● The problem:
Search the listing for the word "above". Copy every line where it is found.

—————

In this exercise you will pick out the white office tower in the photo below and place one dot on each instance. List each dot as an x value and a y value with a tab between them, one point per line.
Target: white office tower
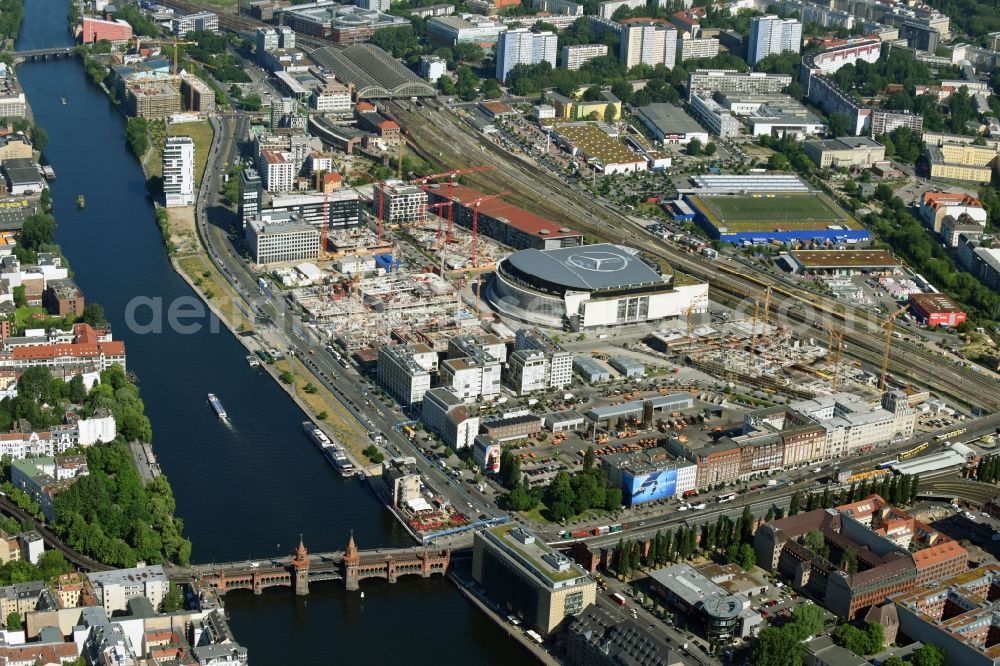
178	171
648	43
523	47
770	34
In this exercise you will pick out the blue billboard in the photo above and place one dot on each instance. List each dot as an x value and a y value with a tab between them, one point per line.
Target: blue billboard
649	487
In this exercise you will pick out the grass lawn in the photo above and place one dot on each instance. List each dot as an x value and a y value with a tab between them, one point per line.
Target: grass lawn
22	316
201	132
537	516
344	426
214	287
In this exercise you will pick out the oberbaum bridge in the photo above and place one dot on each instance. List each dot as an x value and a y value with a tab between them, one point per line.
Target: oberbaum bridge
302	568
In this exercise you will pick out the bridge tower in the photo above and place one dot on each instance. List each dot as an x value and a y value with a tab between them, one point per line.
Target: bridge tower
351	561
300	569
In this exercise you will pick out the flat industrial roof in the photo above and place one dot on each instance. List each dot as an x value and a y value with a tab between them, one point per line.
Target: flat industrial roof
934	303
597	144
518	218
670	119
672	401
591	267
844	258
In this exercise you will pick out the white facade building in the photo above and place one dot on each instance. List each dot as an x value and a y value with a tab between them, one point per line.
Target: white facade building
574	57
688	49
178	171
433	68
405	371
113	589
523	47
528	370
472	377
648	43
445	413
772	35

—————

● Output:
In this exercise you will pick out the blue billboard in the photo above and place one dot on each instance. List each dot as an x value and a y value with a tab between them, one point per line.
In this exercise you will pick out the grass lawn in the photo above and place one dot on each instance. List each dot as an x value and a y value with a tab between them, one point per line.
In this exercise you will pick out the oberbaum bridge in the photo above and place one dot on each instance. List each dot as an x value and a y value with a tab between them, one point per line.
In this exercise you will pick out the bridge tower in the photo above and place one dot on each instance. List each dot as an x value and a y value with a tab between them, one point per line.
In this exercise you will pick out the flat industrial roof in the photo above and place one dot on each instance. List each dot as an x value and a y value with a tab between them, one point per line.
In this exercise you will pick out the white facade building in the photo above and place one dot on each instance. List each dot as an x value and a y value with a tab between them, one point per line.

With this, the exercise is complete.